§ O que pede:
Repita todos os registros abaixo linha por linha, sem mudar nada.

╭──

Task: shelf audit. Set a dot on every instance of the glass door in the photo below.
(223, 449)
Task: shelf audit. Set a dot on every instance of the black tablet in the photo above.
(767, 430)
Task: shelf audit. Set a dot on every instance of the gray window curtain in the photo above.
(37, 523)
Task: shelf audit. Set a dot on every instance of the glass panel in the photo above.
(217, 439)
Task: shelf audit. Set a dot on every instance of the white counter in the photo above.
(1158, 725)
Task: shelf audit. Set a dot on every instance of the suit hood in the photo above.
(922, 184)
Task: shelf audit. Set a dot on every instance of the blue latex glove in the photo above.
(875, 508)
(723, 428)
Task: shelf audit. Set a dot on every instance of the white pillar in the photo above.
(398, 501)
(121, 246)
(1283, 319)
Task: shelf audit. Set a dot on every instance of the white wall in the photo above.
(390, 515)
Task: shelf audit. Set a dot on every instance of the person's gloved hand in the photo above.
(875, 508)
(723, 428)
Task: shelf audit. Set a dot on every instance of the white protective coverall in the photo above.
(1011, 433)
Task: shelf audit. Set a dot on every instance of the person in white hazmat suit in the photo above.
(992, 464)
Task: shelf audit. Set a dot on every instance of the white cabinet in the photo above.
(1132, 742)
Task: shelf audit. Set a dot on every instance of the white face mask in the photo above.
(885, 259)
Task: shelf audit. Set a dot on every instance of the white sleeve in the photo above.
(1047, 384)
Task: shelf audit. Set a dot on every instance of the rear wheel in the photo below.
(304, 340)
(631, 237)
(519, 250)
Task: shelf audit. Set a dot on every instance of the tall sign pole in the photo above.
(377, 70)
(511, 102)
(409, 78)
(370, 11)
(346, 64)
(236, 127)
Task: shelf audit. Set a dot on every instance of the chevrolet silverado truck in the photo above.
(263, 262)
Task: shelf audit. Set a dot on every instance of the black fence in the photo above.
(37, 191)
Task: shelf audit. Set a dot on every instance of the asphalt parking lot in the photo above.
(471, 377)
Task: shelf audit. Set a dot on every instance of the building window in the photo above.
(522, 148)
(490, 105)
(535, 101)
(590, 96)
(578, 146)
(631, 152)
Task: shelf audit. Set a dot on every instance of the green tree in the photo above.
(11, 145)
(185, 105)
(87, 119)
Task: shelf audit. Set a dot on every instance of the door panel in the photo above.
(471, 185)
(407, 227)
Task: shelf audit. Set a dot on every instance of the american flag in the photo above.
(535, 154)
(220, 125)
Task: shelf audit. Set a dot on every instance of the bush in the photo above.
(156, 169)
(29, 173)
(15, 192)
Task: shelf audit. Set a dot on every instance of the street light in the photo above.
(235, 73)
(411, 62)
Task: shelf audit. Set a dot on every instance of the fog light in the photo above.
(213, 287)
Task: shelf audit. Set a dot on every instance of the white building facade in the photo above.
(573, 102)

╰──

§ Resposta:
Task: shelf audit. Set a dot on every instance of the glass door in the photo below.
(223, 449)
Task: shelf audit. Set a dot on every instance of the black tablet in the photo above.
(767, 430)
Task: shelf audit. Set a dot on every instance of the gray window curtain in the photo above.
(37, 523)
Task: shelf audit. Set a dot on every instance of the glass panel in the photo above.
(217, 439)
Task: shelf audit. Set a dot on every instance of the white counter in the photo above.
(1158, 725)
Task: shelf audit. Set a dot on every instance of the suit hood in the photo above.
(922, 184)
Task: shelf audit. Set a dot on every instance of the blue latex glove in the photo above.
(875, 508)
(723, 428)
Task: shelf audit. Set a dot on every instance of the white pillar in the photo above.
(398, 501)
(121, 246)
(1283, 319)
Task: shelf audit. Set a dot on every instance of the white wall in the photo above.
(390, 515)
Task: shelf audit. Set a dot on every instance of the person's gloved hand in the photo above.
(875, 508)
(723, 428)
Task: shelf audit. Set a dot on every instance of the white protective coverall in the photo above.
(1011, 433)
Task: shelf audit. Set a dot on every instance of the person in white hazmat suit in the photo above.
(992, 464)
Task: shelf audit. Set a dot on every instance of the white cabinet in the photo above.
(1132, 742)
Task: shelf audit. Set a dot on every instance of the white face mask in the photo above.
(885, 259)
Task: shelf audit. Set a dot on every instance of the white sleeve in the photo above.
(1047, 384)
Task: shelf audit. Set a dot on every instance of the rear wheel in the photo below.
(304, 340)
(631, 237)
(519, 250)
Task: shelf audit. Set a dot on every instance of the tall sign pole in the photo above.
(377, 70)
(511, 102)
(409, 78)
(370, 11)
(346, 64)
(236, 127)
Task: shelf audit. Set a dot on every instance of the chevrolet silverado truck in the photo above.
(263, 262)
Task: shelf audit. Set a dot on every instance of the black fence in the photo above.
(37, 191)
Task: shelf audit. Set a dot on every instance of the asphalt parking lot in the photo above.
(471, 377)
Task: shelf audit. Set a dot on every instance of the building window in the photo above.
(522, 148)
(490, 105)
(535, 101)
(590, 96)
(578, 146)
(631, 152)
Task: shelf audit. Set a dot on every instance of the green tree in the photo above.
(11, 145)
(185, 105)
(87, 119)
Task: shelf audit. Set a dot on every instance of the door panel in the photo above.
(471, 185)
(407, 227)
Task: shelf audit. Set a dot on every instance of the american flag in the photo above.
(535, 154)
(220, 125)
Task: shelf audit. Set a dot on every instance of the bush in the photo above.
(156, 169)
(29, 173)
(15, 192)
Task: shelf audit. Set a dot on every instance of the street light in the photo above.
(235, 73)
(411, 62)
Task: shelf audit. Set a dot on every instance of the fog light in the photo above.
(213, 287)
Task: shelf audit. Set a dot on every instance of the white building facade in the photo above.
(573, 102)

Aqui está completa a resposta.